## Exercise materials
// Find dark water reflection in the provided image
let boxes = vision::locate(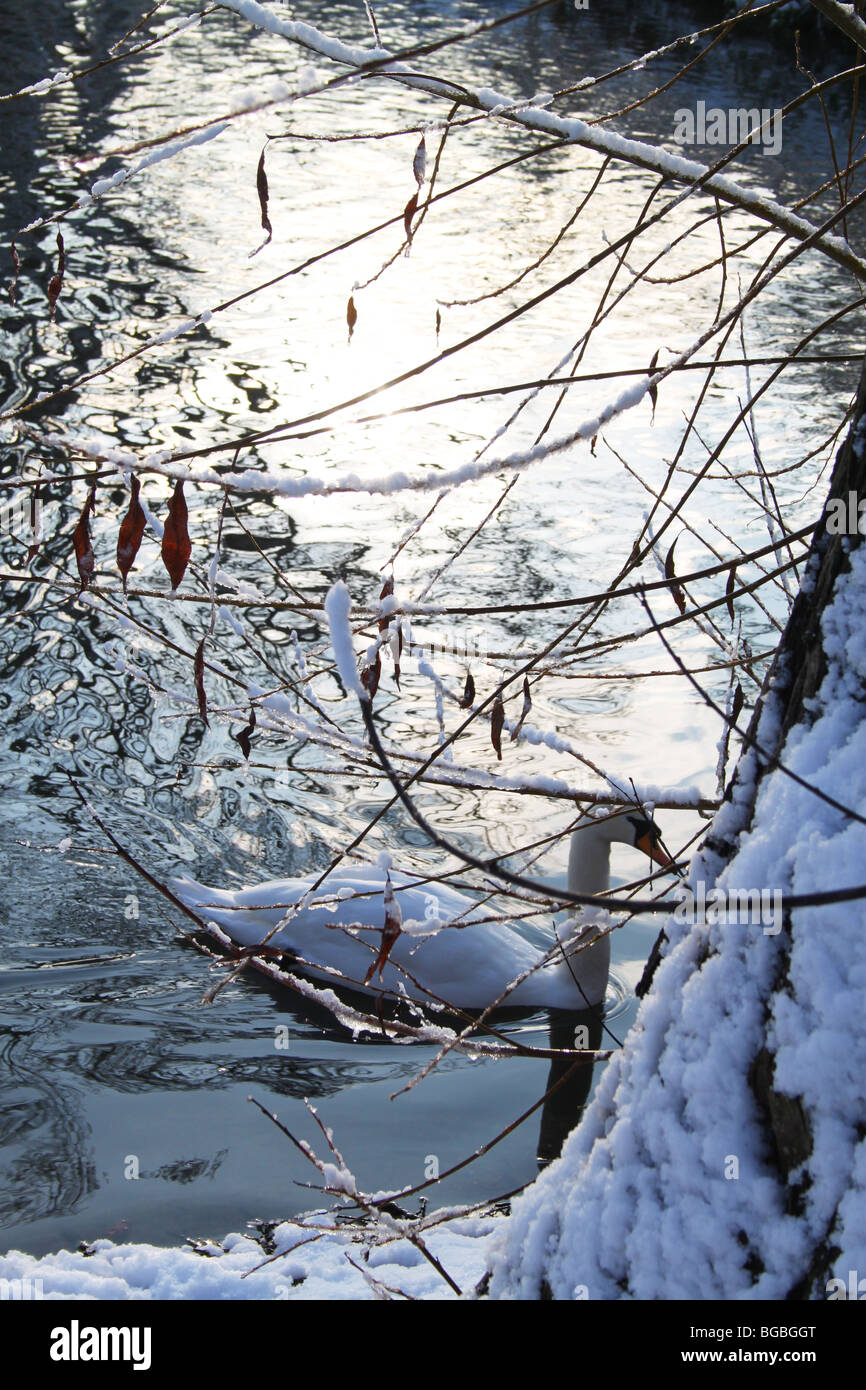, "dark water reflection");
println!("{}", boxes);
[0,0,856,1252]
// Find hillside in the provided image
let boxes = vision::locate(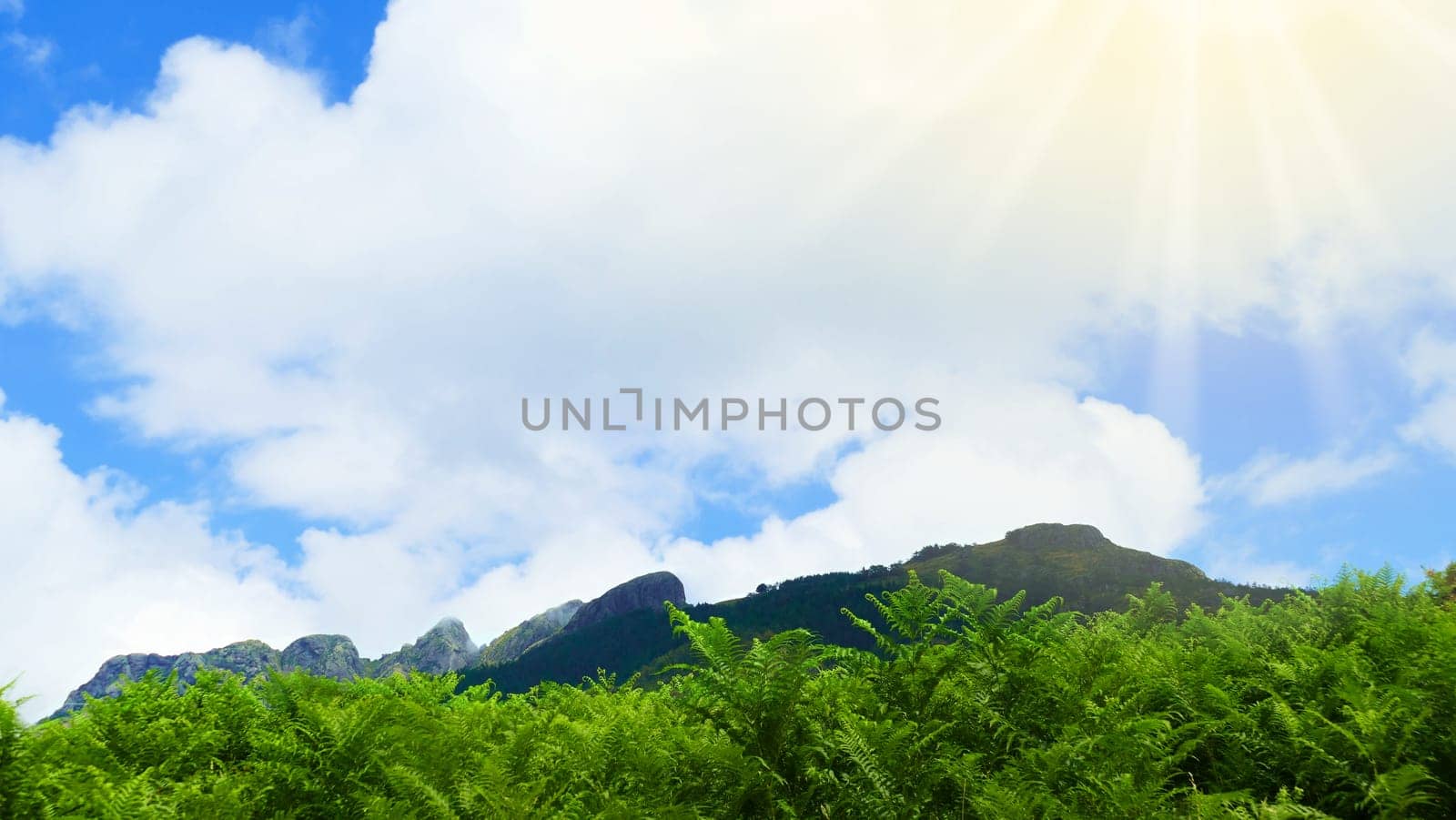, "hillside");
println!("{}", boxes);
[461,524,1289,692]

## What to produce
Find every line in the lines above that contains the string "image", and copy each one.

## Output below
// Find dark water reflection in the provided image
// Find hillside in the provided image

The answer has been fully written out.